Given data -
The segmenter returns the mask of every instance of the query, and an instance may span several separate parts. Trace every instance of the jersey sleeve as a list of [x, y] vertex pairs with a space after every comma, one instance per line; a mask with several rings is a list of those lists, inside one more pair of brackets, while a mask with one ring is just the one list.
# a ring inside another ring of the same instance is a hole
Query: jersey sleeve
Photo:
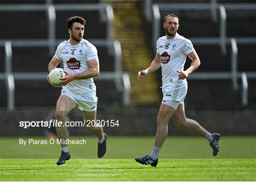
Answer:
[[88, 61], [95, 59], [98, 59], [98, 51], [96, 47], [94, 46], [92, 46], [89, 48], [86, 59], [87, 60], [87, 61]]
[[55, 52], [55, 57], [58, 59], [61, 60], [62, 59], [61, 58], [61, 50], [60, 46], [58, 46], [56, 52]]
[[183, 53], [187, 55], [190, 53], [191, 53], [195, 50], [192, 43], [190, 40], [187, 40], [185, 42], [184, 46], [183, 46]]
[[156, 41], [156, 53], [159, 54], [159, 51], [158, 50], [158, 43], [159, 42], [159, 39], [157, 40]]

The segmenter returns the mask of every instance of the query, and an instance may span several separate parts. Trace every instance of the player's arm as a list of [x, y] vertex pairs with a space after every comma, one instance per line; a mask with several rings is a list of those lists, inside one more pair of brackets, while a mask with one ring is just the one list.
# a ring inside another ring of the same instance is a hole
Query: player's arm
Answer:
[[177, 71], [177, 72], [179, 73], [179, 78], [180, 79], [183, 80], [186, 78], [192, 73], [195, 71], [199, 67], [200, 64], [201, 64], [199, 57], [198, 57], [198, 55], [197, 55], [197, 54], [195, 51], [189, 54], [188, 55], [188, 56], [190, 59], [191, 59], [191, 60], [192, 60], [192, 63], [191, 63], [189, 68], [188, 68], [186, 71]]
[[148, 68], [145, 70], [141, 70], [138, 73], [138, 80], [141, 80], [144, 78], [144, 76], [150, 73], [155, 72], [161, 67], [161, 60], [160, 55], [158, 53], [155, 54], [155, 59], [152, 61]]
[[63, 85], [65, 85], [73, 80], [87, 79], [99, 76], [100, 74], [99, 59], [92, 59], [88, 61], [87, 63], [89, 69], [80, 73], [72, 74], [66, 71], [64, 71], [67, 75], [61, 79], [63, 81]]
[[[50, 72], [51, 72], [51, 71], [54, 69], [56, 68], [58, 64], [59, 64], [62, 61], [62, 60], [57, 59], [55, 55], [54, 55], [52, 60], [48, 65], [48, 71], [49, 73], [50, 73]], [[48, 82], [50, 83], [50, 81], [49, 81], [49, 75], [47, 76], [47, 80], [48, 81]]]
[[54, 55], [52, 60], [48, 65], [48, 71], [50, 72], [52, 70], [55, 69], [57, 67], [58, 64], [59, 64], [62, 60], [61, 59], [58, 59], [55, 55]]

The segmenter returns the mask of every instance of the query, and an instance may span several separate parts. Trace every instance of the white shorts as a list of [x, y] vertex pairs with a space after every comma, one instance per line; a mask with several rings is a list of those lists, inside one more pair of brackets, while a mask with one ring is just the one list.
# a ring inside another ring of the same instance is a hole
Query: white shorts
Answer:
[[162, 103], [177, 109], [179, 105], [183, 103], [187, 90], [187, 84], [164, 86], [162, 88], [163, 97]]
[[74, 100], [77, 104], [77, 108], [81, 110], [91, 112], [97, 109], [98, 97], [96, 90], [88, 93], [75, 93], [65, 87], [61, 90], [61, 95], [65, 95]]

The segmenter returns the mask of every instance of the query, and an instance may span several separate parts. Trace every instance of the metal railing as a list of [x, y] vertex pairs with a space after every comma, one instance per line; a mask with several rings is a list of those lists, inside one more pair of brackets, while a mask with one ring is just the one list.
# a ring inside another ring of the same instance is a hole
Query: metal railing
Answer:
...
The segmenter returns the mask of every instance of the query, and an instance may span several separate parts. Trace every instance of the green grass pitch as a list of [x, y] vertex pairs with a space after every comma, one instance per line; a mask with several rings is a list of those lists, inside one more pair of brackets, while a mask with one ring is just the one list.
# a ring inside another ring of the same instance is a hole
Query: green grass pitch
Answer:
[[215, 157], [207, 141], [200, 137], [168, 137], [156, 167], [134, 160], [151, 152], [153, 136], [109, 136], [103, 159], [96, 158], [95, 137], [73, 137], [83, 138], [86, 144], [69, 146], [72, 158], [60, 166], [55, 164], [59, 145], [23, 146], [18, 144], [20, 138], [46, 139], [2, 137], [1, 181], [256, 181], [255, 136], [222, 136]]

Given task -
Copy out the lines above word for word, starting at the line with "of the white" and ending at the line with "95], [65, 95]]".

Complete response -
The segmenter returns the mask of every instance of the query, and an instance may span several separate parts. Trace every instance of the white shorts as a list of [x, y] vertex pairs with a space after every comma, one instance per line; a mask with several rings is a list of those lists, inside one more pair of brackets, while a mask with one ring is just the one list.
# a ring inside another ring of the same instance is a hole
Query: white shorts
Answer:
[[162, 103], [177, 109], [179, 105], [183, 103], [187, 90], [187, 84], [164, 86], [162, 88], [163, 97]]
[[74, 100], [77, 104], [77, 108], [81, 110], [91, 112], [97, 109], [98, 97], [96, 90], [88, 93], [75, 93], [65, 87], [61, 90], [61, 95], [65, 95]]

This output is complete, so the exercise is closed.